Consegna. Prosegui il brano «Parole vegetali», dedicato al linguaggio dei cibi al supermercato, continuando dopo la sua ultima frase.

Brano scelto.
------------------------------------------------------------
Parole vegetali
Linguetta #22 / Molti cibi del supermercato si rivolgono a pubblici specifici, contribuendo a creare fazioni ed etichette. Mentre servirebbe un racconto inclusivo.
Ehilà, eccomi con una nuova Linguetta!
Sono dentro un supermercato, ci sono poche corsie, sugli scaffali i prodotti sono tutti di cartone, compostabile. Le uniche scritte sulle confezioni sono nome del prodotto e marca; sul retro di ogni confezione compaiono la provenienza della materia prima, dove e com’è stata lavorata, la percentuale andata a chi l’ha coltivata/allevata, l’impatto ecologico del prodotto, la tabella nutrizionale, il prezzo finale.
Luce. Mi sveglio.
Sarebbe un sogno avere le informazioni essenziali che ci servono per capire le cose, senza distorsioni né distrazioni, non è vero? Ma l’ideale di perfezione non è cosa umana, noi stiamo dentro i compromessi.
------------------------------------------------------------
Dati forniti.

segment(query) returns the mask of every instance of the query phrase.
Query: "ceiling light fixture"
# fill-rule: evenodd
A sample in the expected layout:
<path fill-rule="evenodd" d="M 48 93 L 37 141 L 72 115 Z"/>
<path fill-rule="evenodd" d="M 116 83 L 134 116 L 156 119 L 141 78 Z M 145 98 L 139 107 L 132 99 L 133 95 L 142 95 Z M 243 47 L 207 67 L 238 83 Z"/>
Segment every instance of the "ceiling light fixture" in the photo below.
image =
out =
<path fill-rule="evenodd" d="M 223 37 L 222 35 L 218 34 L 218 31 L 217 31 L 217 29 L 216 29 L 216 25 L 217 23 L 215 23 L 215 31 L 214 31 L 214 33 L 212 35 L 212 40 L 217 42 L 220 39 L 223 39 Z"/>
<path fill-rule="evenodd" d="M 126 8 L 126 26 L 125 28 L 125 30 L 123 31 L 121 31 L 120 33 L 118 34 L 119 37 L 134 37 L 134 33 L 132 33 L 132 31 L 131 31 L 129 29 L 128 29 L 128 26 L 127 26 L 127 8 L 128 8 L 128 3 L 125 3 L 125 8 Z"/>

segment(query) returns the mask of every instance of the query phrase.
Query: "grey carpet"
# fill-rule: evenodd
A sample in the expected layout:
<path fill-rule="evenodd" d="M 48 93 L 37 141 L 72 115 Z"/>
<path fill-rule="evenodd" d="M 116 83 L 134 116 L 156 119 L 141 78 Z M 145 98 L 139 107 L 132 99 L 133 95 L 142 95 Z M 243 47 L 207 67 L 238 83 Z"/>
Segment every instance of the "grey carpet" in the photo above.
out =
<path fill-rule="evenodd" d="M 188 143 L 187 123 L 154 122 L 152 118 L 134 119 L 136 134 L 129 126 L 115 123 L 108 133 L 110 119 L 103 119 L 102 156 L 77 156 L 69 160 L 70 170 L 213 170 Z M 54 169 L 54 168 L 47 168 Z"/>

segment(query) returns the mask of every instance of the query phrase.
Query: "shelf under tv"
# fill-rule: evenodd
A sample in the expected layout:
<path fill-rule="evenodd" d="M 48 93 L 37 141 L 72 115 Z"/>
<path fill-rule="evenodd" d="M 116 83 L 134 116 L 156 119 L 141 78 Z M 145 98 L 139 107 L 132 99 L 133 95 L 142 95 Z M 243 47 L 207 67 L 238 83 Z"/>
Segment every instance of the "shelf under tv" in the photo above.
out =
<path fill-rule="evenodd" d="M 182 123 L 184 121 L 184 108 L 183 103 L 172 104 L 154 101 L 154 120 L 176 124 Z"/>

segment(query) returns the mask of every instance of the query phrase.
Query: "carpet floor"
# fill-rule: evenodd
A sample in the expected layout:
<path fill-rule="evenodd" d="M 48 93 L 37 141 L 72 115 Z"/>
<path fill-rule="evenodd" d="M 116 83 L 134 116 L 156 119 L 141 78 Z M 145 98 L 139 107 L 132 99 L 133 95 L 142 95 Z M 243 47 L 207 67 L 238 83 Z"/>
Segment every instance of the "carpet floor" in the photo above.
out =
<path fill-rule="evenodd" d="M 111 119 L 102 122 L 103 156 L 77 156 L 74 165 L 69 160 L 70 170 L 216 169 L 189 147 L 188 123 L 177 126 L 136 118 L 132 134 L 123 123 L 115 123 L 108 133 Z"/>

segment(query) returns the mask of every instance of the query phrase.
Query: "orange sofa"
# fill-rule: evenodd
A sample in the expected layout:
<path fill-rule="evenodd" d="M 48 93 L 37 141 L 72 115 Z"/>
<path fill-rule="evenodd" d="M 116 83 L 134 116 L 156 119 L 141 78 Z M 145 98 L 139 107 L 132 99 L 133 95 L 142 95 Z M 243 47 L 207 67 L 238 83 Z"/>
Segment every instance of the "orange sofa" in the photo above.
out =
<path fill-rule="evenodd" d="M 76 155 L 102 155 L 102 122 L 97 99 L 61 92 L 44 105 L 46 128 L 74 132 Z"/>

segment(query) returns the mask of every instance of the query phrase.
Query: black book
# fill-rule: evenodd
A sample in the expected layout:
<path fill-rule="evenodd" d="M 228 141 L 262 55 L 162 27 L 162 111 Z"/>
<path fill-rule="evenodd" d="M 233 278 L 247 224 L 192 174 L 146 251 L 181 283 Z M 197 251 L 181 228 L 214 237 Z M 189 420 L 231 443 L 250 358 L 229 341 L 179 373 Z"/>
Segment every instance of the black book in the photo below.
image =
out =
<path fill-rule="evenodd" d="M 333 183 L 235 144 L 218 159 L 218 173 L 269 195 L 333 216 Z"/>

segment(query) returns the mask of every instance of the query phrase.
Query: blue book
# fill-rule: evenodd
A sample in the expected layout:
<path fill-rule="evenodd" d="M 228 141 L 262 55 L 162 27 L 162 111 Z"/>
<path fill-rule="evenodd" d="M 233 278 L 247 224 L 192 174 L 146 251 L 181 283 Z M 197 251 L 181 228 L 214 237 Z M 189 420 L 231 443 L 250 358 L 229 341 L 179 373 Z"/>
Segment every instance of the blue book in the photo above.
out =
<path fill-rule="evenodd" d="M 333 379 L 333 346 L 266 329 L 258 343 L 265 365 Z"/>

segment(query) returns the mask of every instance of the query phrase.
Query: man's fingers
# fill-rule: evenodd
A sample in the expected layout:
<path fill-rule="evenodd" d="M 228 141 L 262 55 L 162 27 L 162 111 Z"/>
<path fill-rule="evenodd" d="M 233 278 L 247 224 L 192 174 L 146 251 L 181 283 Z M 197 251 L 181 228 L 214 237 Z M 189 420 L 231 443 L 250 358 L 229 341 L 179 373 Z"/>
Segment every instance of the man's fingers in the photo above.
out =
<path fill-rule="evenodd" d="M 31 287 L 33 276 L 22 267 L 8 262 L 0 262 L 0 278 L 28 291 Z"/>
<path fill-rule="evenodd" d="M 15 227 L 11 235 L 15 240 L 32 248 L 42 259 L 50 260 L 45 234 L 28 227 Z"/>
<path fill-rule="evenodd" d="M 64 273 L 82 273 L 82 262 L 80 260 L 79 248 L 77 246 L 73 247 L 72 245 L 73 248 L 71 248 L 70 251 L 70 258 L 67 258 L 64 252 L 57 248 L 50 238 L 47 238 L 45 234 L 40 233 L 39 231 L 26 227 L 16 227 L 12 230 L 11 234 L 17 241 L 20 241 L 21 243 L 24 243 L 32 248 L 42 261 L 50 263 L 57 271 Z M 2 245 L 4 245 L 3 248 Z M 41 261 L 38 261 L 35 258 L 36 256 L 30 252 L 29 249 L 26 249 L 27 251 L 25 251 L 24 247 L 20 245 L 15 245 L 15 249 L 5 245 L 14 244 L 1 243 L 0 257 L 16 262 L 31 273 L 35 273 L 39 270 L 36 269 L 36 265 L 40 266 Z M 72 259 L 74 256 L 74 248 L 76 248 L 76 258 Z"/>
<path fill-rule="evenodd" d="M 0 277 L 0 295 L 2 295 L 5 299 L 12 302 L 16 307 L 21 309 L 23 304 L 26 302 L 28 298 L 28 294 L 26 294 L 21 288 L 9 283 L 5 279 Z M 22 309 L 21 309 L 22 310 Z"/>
------------------------------------------------------------
Risposta.
Lo spunto (direi lo spuntino 😁) per questa Linguetta me l’ha dato l’episodio 37 della newsletter di Riccardo Astolfi, che racconta storie legate al regenerative fooding - no, non è una parolaccia, riguarda il cibo visto in ottica rigenerativa.
La conoscenza sta nella rete
Mi ha fatto girare le rotelline sulla questione del linguaggio legato all’alimentazione, e sempre Astolfi mi ha anche anticipato con l’episodio 38 della newsletter, in cui ha invitato a parlare la linguista Beatrice Azzolina per cercare di trovare qualche soluzione al discorso sul cibo di origine vegetale, che spesso finisce col separarci in fazioni: onnivori, vegetariani, vegani (e tutte le sfumature che ci stanno nel mezzo).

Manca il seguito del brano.